_EXERCISE MATERIALS:_
****************************************
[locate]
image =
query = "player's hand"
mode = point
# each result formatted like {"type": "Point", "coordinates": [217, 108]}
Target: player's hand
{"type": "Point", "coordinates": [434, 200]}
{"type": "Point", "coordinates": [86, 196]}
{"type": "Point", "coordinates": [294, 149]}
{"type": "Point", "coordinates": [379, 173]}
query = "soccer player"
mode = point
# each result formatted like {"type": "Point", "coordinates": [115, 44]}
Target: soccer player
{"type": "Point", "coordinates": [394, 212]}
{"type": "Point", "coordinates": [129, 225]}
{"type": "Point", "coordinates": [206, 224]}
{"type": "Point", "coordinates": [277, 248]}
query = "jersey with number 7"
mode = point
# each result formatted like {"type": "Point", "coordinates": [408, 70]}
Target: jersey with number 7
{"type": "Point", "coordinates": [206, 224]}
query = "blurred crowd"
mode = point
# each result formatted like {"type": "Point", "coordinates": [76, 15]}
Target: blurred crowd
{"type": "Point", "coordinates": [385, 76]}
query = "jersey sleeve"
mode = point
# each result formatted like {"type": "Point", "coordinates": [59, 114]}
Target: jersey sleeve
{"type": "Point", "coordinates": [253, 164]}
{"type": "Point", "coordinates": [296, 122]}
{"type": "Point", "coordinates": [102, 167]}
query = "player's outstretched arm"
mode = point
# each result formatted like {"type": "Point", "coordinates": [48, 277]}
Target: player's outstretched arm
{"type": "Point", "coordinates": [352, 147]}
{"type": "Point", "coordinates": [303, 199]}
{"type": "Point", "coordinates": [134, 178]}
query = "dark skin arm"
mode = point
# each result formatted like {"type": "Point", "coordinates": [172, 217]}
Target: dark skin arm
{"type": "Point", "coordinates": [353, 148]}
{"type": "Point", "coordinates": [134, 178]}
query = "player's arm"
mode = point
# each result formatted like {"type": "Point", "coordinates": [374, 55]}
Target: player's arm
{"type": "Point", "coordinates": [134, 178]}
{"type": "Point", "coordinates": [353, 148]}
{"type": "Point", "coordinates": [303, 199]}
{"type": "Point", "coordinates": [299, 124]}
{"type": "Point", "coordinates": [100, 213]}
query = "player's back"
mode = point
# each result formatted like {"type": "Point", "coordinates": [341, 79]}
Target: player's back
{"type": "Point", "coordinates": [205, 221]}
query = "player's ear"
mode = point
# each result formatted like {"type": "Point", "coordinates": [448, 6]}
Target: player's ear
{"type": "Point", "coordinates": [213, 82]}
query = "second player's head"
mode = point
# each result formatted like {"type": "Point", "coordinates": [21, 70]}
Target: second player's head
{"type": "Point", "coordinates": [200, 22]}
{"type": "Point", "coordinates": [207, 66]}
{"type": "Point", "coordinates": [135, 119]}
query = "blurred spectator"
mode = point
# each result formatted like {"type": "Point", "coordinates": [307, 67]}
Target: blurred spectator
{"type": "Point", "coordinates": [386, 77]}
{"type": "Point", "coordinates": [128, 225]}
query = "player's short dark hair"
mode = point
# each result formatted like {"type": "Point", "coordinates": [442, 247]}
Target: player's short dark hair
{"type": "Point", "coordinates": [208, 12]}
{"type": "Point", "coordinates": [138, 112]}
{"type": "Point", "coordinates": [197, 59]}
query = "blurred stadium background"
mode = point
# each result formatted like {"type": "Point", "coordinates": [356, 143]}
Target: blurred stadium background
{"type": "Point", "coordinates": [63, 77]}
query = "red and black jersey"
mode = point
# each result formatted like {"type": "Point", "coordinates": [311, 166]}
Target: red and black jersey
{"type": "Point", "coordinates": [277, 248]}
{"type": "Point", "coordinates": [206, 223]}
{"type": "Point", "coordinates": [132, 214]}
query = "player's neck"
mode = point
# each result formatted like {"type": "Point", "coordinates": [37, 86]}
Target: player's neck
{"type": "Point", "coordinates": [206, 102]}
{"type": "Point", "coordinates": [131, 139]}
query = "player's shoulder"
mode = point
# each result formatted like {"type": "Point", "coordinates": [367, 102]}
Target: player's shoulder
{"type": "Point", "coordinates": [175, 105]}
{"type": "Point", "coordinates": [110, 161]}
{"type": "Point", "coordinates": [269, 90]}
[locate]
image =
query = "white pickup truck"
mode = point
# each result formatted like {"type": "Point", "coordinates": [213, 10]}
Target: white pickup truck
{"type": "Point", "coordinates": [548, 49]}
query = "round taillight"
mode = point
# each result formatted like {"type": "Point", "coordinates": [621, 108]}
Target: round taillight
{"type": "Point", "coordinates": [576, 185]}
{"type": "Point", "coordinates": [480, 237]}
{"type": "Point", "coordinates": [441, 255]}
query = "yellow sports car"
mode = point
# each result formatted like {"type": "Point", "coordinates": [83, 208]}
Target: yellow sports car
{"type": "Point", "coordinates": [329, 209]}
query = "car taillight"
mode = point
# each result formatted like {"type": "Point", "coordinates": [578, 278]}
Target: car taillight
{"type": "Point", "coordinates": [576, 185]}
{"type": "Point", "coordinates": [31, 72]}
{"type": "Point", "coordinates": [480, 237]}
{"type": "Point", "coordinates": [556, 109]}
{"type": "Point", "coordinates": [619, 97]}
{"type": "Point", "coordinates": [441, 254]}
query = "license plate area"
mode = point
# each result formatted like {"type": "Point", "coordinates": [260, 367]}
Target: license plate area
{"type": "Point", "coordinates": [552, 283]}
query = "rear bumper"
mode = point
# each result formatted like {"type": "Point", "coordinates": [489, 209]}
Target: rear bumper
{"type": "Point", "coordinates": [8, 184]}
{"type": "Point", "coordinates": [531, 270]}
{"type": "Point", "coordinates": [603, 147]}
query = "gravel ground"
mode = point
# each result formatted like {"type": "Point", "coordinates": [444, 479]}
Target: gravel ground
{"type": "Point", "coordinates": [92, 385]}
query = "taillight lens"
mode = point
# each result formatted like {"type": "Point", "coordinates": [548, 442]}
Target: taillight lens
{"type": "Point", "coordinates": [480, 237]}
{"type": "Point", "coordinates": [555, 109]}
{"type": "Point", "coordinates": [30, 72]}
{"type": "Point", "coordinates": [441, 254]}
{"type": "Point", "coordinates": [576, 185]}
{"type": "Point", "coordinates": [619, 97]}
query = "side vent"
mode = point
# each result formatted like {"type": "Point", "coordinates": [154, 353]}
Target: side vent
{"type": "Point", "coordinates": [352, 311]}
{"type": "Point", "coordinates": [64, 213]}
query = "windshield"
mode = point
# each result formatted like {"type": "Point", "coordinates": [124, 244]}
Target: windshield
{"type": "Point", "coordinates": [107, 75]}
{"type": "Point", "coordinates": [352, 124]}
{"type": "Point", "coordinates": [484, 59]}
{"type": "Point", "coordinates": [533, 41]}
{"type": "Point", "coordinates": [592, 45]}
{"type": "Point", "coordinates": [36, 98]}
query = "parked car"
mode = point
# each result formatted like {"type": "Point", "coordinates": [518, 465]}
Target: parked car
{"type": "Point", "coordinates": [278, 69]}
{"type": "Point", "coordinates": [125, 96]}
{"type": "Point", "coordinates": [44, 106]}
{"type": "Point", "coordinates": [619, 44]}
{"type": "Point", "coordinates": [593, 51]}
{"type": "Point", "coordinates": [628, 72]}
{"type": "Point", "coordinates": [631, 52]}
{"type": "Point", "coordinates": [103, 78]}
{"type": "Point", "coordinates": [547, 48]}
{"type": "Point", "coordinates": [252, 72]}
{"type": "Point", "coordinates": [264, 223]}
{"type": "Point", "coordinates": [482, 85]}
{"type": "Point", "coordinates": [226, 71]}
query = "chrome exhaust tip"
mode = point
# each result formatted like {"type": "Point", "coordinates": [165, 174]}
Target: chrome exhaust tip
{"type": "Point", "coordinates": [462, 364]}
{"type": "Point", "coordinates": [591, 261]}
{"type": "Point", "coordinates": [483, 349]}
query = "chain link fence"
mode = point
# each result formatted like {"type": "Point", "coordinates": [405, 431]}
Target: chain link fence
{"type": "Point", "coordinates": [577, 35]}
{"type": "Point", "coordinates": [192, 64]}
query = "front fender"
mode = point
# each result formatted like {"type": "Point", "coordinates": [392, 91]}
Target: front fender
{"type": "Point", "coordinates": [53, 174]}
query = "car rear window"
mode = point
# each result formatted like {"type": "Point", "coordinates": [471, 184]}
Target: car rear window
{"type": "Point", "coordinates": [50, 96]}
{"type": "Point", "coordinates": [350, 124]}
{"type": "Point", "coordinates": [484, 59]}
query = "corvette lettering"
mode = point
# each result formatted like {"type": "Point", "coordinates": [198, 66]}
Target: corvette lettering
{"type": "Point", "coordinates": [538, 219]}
****************************************
_SHORT EXERCISE:_ Gather every line of the material that contains the string "hand", matching case exactly.

_RESULT BELOW:_
query = "player's hand"
Target: player's hand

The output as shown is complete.